• [Supplied text]

--------------------

A Daughter of the Samurai
- Author: Etsu Inagaki Sugimoto
- Language: English
- Genre: Autobiographical novel
- Publisher: Doubleday
- Publication date: 1925
- ISBN: 978-1-64679-604-5
- Dewey Decimal: 952.03092
- Text: A Daughter of the Samurai at Wikisource

= A Daughter of the Samurai =

1925 book by Etsu Inagaki Sugimoto

A Daughter of the Samurai is a 1925 (Note: Some sources date the book's publication in 1926, however it was originally published the year prior.) autobiographical novel by Etsu Inagaki Sugimoto.

== Conception ==
Etsu Inagaki Sugimoto (1874-1950) was a Japanese-American writer and educator. She was encouraged by Christopher Morley to write about her life in Japan. She was 51 years old and had been living in the US for over 20 years when she wrote, A Daughter of a Samurai. Her intention in writing the book, revealed by the protagonist, Etsu-bō, was to clarify the secret that was hidden from people in the East and the West:

Years passed, and Etsu-bō, the little girl who had listened to the story of the black ships and the red barbarians, herself went sailing on a black ship that moved without sails, to a new home in the distant land of the red barbarians. There she learned that hearts are the same on both sides of the world; but this is a secret that is hidden from the people of the East, and hidden from the people of the West.
— Etsu Inagaki Sugimoto, pg. 314

It initially was serialized in the Asia magazine before later being released as a book in 1925. A niece of Etsu's so-called "American mother", Florence Mills Wilson, had rewritten the manuscript prior to it being sent to publishers.

== Contents ==

The book consists of 32 chapters. It follows the immigration of Etsu-bō, author surrogate for Sugimoto, to the United States of America and compares the life of being a woman in Japan to in America.

== Reception ==
A year prior to its publication, the Immigration Act of 1924 prevented the immigration of people from Asian countries into the US, fueled by "Yellow Peril" myth. Despite this, or because of it, the book was successful, with Setsuko Hirakawa stating the book's success was due to increasing western curiosity of Japan. It had sold 10 million copies by 1962.

Critic reviews, both contemporary and retrospective, have praised the book. Dorothy E. Guttmacher, writing for the Baltimore Sun, compared her with Joseph Conrad, stating her style displayed both "vividness and charm." Daniel E. Ahearne for the Hartford Courant described the book as "pure pose-poetry". Richard G. Hubler for the Los Angeles Times described it as "a charming curtsy in print."

--------------------

• [Raw data]
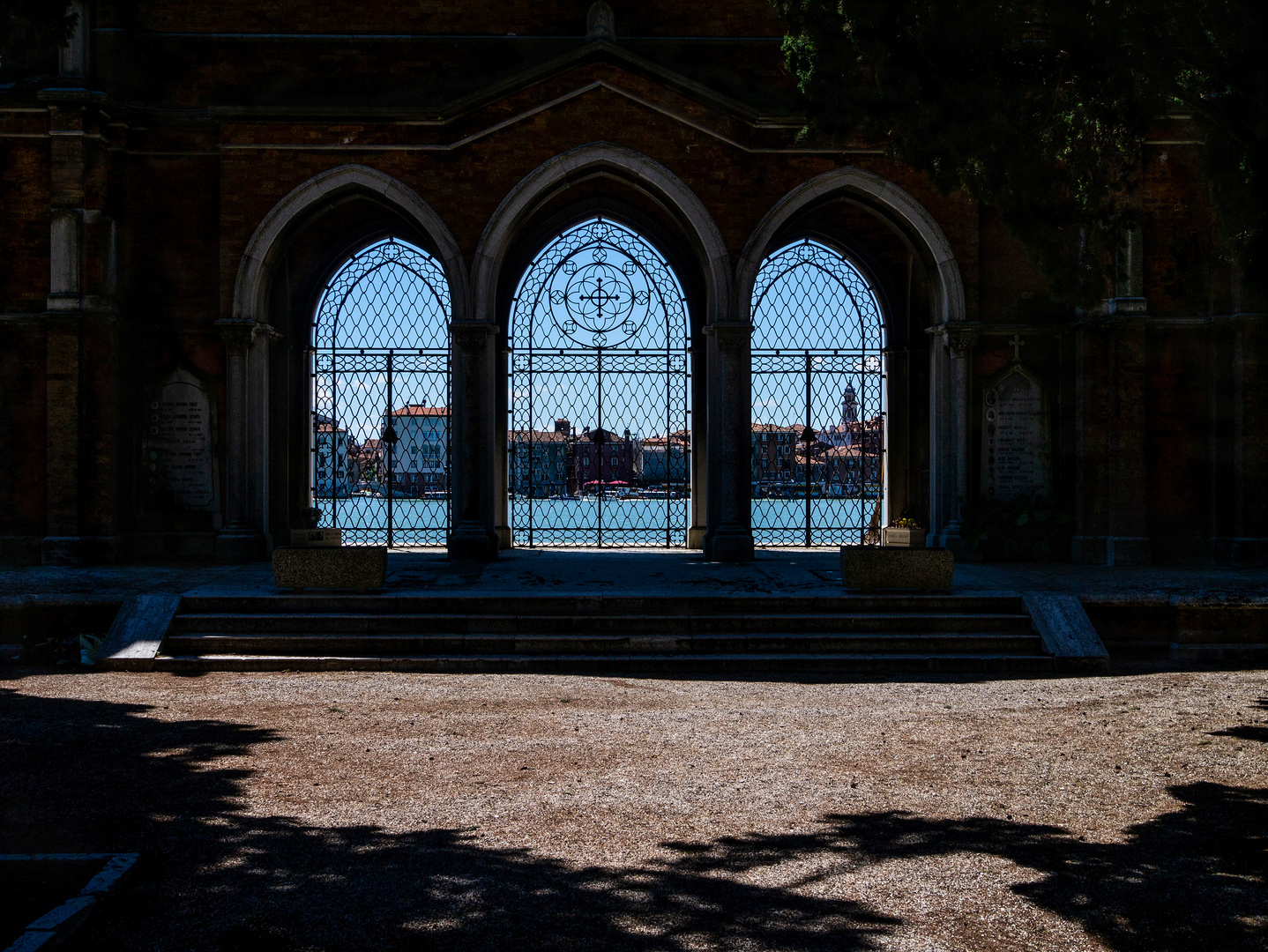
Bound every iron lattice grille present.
[312,238,450,547]
[507,219,691,547]
[752,240,886,547]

--------------------

• [Aim 1] List the newspapers whose reviewers are quoted in the Reception section of the article on A Daughter of the Samurai.
• [Aim 2] Translate into Spanish this sentence from the article on A Daughter of the Samurai: "She was encouraged by Christopher Morley to write about her life in Japan."
• [Aim 3] Echo the passage of the article on A Daughter of the Samurai that opens with the words containing "It initially was" and closes with "copies by 1962.".

• [Final answer 1]
Baltimore Sun
Hartford Courant
Los Angeles Times

• [Final answer 2] Christopher Morley la animó a escribir sobre su vida en Japón.

• [Final answer 3]
It initially was serialized in the Asia magazine before later being released as a book in 1925. A niece of Etsu's so-called "American mother", Florence Mills Wilson, had rewritten the manuscript prior to it being sent to publishers.

== Contents ==

The book consists of 32 chapters. It follows the immigration of Etsu-bō, author surrogate for Sugimoto, to the United States of America and compares the life of being a woman in Japan to in America.

== Reception ==
A year prior to its publication, the Immigration Act of 1924 prevented the immigration of people from Asian countries into the US, fueled by "Yellow Peril" myth. Despite this, or because of it, the book was successful, with Setsuko Hirakawa stating the book's success was due to increasing western curiosity of Japan. It had sold 10 million copies by 1962.